● **PAGE TEXT**
________________

# Text Summarization on Wikipedia pages using NLP
### Text Summarization?
Text Summarization is one of the techniques used in NLP to create short meaningful collection of text called summaries from text resources like articles, books, research papers or even a webpage.

### Scrapping Wikipedia Article


In [10]:
import bs4 as bs
import urllib.request
import re

# Normally, in Jupyter Notebooks, you may prefer to give a fixed URL, change the URL when you need it
# and not ask for user input.But I wanted to see which articles, 
# I can get a better summary and when the NLTK does "so so":)
userLink = input("Which Wikipedia article would you want me to summarize: ")
# Provide the Wikipedia URL like this: https://
raw_data = urllib.request.urlopen(userLink) 
document = raw_data.read()

parsed_document = bs.BeautifulSoup(document,'lxml')

article_paras = parsed_document.find_all('p')

scrapped_data = ""

for para in article_paras:
    scrapped_data += para.text

Which Wikipedia article would you want me to summarize: https://en.wikipedia.org/wiki/Cannabis


In [11]:
print(scrapped_data[:1500])


Cannabis (/ˈkænəbɪs/)[2] is a genus of flowering plants in the family Cannabaceae. The number of species within the genus is disputed. Three species may be recognized: Cannabis sativa, Cannabis indica, and Cannabis ruderalis; C. ruderalis may be included within C. sativa; all three may be treated as subspecies of a single species, C. sativa;[1][3][4][5] or C. sativa may be accepted as a single undivided species.[6] The genus is widely accepted as being indigenous to and originating from Asia.[7][8][9]
The plant is also known as hemp, although this term is often used to refer only to varieties of Cannabis cultivated for non-drug use. Cannabis has long been used for hemp fibre, hemp seeds and their oils, hemp leaves for use as vegetables and as juice, medicinal purposes, and as a recreational drug. Industrial hemp products are made from cannabis plants selected to produce an abundance of fiber. To satisfy the UN Narcotics Convention, some cannabis strains have been bred to produce minim

### Text Cleaning

In [12]:
scrapped_data = re.sub(r'\[[0-9]*\]', ' ',  scrapped_data)

________________

● **MATERIAL PROVIDED**
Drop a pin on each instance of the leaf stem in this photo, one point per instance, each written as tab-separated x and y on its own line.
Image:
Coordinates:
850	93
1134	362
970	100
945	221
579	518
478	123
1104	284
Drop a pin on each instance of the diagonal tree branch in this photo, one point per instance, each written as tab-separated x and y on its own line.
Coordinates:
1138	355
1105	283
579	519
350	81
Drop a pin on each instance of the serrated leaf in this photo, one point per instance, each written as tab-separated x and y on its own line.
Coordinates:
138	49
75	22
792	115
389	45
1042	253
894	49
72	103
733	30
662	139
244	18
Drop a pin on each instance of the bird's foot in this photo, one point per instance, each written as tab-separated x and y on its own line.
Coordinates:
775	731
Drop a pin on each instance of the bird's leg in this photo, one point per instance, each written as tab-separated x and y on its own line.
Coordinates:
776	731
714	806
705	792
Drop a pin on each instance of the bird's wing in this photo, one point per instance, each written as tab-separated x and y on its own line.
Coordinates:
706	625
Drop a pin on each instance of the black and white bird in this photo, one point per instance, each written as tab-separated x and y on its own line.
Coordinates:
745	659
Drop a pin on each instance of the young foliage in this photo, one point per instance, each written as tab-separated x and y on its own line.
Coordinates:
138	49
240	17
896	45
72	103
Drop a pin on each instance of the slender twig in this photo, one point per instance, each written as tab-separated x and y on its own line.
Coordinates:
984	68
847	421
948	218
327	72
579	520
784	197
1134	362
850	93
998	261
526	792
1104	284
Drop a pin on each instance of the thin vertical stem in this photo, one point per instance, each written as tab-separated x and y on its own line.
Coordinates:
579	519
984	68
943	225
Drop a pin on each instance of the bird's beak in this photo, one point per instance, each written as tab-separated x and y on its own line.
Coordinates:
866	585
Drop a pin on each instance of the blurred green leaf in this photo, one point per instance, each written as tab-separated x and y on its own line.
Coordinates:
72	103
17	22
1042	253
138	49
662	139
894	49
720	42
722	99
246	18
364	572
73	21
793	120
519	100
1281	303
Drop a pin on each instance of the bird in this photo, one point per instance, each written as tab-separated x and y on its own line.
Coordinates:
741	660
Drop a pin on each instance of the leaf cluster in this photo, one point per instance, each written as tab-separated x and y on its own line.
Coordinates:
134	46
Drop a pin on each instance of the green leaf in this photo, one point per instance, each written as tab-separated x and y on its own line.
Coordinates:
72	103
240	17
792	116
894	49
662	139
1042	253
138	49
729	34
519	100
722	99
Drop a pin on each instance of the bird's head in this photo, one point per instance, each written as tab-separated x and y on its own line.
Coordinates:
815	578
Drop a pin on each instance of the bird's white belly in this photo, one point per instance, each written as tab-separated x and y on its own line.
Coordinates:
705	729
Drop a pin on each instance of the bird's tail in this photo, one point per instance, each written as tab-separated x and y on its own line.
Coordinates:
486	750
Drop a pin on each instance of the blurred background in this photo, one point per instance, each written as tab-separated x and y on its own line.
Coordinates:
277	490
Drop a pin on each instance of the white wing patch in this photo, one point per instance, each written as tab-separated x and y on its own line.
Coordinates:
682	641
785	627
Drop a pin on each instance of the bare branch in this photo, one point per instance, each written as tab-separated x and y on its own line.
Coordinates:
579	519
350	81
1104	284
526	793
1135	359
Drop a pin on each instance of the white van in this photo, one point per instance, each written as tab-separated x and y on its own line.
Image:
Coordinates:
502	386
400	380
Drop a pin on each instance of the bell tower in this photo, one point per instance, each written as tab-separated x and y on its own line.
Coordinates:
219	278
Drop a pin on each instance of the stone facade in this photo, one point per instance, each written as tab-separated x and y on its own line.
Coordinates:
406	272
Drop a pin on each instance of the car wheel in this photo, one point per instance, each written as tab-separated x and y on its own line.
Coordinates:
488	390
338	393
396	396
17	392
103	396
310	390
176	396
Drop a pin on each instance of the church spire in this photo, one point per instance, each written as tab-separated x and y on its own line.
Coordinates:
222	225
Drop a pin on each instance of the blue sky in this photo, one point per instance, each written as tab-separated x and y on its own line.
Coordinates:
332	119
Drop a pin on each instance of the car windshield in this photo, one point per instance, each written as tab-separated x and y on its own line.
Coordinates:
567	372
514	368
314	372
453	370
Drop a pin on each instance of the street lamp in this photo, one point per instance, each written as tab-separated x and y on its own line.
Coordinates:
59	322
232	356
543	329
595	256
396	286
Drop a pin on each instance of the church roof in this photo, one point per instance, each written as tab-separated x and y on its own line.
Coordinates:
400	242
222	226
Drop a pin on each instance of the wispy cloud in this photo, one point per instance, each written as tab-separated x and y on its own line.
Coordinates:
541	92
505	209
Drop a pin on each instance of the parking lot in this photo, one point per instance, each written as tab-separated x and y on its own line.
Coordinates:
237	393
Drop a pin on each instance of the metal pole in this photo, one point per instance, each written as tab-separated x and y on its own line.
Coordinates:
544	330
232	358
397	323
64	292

________________

● **WORK TASK 1**
Using the Wikipedia summarization notebook, decide whether each statement below agrees with it. Give yes or no for each, and quote the exact words that decide it.
(a) The code gathers text from every paragraph tag on the page.
(b) The article chosen for summarizing is about the Python language.
(c) The genus is described as widely accepted to have originated in Europe.
● **WORK TASK 2**
Extend the Wikipedia summarization notebook, picking up right after its last line.

● **REPLY 1**
(a) Yes: "article_paras = parsed_document.find_all('p')"
(b) No: "https://en.wikipedia.org/wiki/Cannabis"
(c) No: "The genus is widely accepted as being indigenous to and originating from Asia."

● **REPLY 2**
scrapped_data = re.sub(r'\s+', ' ',  scrapped_data)

In [13]:
formatted_text = re.sub('[^a-zA-Z]', ' ', scrapped_data)
formatted_text = re.sub(r'\s+', ' ', formatted_text)

### Finding Word Frequencies

In [14]:
import nltk #if you don't have it, then>> python3 -m pip install nltk
all_sentences = nltk.sent_tokenize(scrapped_data)

In [15]:
# Stop Words are the words that you will most probably ignore, so we filter them out of the text.
stopwords = nltk.corpus.stopwords.words('english')

word_freq = {}
for word in nltk.word_tokenize(formatted_text):
    if word not in stopwords:
        if word not in word_freq.keys():
            word_freq[word] = 1
        else:
            word_freq[word] += 1

In [16]:
max_freq = max(word_freq.values())

for word in word_freq.keys():
    word_freq[word] = (word_freq[word]/max_freq)

### Finding Sentence Scores

In [17]:
sentence_scores = {}
for sentence in all_sentences:
    for token in nltk.word_tokenize(sentence.lower()):
        if token in word_freq.keys():
            if len(sentence.split(' ')) <25:
                if sentence not in sentence_scores.keys():
                    sentence_scores[sentence] = word_freq[token]
                else:
                    sentence_scores[sentence] += word_freq[token]

### Printing Summaries

In [18]:
import heapq
selected_sentences= heapq.nlargest(5, sentence_scores, key=sentence_scores.get)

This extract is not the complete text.